Tasks to perform>
• a. In the patent excerpt, what does the abbreviation TGR stand for?
• b. Output a span of the patent excerpt unchanged, starting at the words "BACKGROUND OF THE" and ending after the words "include distributed storage systems.".
• c. List each place in the system that the patent excerpt names as a possible location of the error in the administrator's device-by-device analysis.

____ Page extract

A system for coordinating error tracking, level setting and reporting among the various layers/components of a distributed storage system. Each component of the distributed system includes a trigger generation and response (TGR) utility, which generates an error tracking trigger (ETT), comprising: (1) an action that the initiator wants the stack's error tracking mechanisms to take; (2) a message that the initiator wants the stack to immediately post in its logs; and (3) a route/direction that the trigger is to be transmitted through the stack. The ETT is transmitted one layer at a time through the stack, and each intervening layer of the stack is equipped with a utility to examine the ETT and take the appropriate action(s), designated by the trigger. An error log is maintained by each layer of the stack and used to record information about the error and enable user determination of the source, timing and cause of errors.

Description

    BACKGROUND OF THE INVENTION
  • 1. Technical Field
  • The present invention relates generally to computer systems and in particular to distributed storage systems. Still more particularly, the present invention relates to a method and system for improving error analysis and reporting in computer systems that include distributed storage systems.
  • 2. Description of the Related Art
  • Distributed storage systems are being more commonly utilized in the computer industry. Over the last several years, significant changes have occurred in how persistent storage devices are attached to computer systems. With the introduction of Storage Area Networks (SANS) and Network Attached Storage (NAS) technologies, storage devices have evolved from locally attached, low capability, passive devices to remotely attached, high capability, active devices that are capable of deploying vast file systems and file sets.
  • As the storage devices and infrastructure become more and more distributed, isolating and correcting errors that occur within the distributed system becomes much more difficult. While a system administrator or monitoring component is made aware of the error, it is not easy to determine where within the distributed system the error actually occurred. The administrator is forced to implement a time consuming device-by-device analysis to determine whether the error occurred in the database, the file system, the storage device driver, the network connecting the distributed storage to the host system, or the distributed storage server.
  • A major contributing factor to the problem with conventional error resolution within a distributed system is the fact that error tracking and reporting in distributed storage systems is not coordinated. When a problem is detected on the host system, the occurrence/detection of the problem is not conveyed to the storage server(s). As a result, error tracking and logging may not even be turned on at the storage server(s). Conversely, when an error is detected at a storage server, the error is not reported to the host system, and error tracking and logging is not turned on at the host system.

________
____ Excerpted data

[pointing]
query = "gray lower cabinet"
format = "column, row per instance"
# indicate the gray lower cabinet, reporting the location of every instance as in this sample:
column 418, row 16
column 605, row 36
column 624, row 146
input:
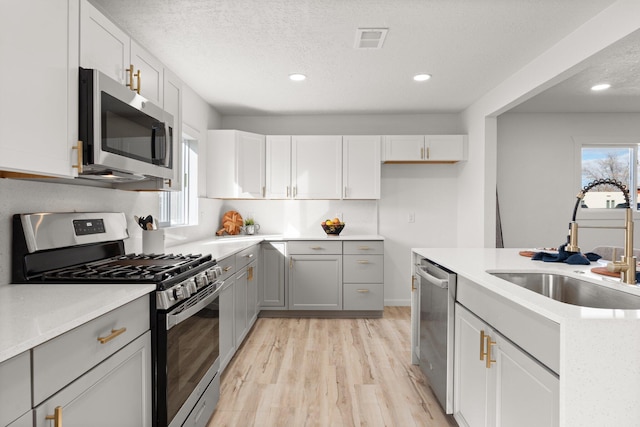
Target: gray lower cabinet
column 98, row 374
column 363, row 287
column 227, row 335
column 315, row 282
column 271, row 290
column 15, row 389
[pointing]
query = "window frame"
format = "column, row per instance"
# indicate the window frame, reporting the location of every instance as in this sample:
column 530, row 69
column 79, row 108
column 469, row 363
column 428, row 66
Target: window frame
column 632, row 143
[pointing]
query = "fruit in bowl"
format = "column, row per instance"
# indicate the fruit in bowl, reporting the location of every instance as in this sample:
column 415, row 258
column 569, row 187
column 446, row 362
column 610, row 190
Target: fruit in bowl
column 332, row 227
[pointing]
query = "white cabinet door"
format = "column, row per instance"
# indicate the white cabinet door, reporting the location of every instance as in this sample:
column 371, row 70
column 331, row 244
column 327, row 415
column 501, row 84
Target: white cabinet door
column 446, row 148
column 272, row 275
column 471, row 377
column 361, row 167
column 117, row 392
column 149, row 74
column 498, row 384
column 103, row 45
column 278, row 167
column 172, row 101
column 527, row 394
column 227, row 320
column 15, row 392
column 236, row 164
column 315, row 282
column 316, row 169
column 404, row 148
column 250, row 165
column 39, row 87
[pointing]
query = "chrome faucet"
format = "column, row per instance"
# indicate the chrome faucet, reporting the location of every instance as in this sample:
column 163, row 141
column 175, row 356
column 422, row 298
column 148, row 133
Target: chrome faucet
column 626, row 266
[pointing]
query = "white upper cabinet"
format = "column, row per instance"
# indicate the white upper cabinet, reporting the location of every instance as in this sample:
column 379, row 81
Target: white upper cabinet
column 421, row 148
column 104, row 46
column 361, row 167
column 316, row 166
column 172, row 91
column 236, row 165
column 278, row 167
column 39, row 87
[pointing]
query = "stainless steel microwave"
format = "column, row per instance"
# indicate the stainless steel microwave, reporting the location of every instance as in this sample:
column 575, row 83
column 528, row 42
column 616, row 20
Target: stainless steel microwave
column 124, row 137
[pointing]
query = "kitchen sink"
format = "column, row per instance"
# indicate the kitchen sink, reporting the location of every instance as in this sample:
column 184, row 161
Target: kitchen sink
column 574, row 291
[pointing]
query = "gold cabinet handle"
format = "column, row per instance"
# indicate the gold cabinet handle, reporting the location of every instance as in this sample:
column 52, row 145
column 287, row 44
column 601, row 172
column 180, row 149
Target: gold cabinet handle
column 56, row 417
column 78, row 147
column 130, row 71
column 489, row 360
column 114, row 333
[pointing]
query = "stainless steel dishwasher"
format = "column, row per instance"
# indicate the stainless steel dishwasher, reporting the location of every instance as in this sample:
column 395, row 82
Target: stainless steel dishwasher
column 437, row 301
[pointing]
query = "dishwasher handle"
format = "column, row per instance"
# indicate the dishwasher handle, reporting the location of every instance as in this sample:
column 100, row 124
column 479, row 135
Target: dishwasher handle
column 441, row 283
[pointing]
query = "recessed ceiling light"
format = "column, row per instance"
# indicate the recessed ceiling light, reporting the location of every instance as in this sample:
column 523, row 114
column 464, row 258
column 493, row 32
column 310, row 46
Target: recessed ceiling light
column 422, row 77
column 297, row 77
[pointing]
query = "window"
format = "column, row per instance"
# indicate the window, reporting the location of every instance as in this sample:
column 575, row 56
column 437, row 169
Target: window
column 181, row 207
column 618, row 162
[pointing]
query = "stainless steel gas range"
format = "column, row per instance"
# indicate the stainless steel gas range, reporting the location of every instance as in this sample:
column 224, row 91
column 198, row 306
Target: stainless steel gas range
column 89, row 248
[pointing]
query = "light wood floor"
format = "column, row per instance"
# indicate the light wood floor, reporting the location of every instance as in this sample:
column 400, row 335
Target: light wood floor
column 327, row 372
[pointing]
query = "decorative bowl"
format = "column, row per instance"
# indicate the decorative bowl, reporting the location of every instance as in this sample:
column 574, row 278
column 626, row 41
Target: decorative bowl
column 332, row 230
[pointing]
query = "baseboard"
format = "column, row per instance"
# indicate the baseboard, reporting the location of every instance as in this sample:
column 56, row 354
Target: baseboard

________

Expected outputs>
• a. Trigger generation and response

• b.
BACKGROUND OF THE INVENTION
  • 1. Technical Field
  • The present invention relates generally to computer systems and in particular to distributed storage systems. Still more particularly, the present invention relates to a method and system for improving error analysis and reporting in computer systems that include distributed storage systems.

• c.
- The database
- The file system
- The storage device driver
- The network connecting the distributed storage to the host system
- The distributed storage server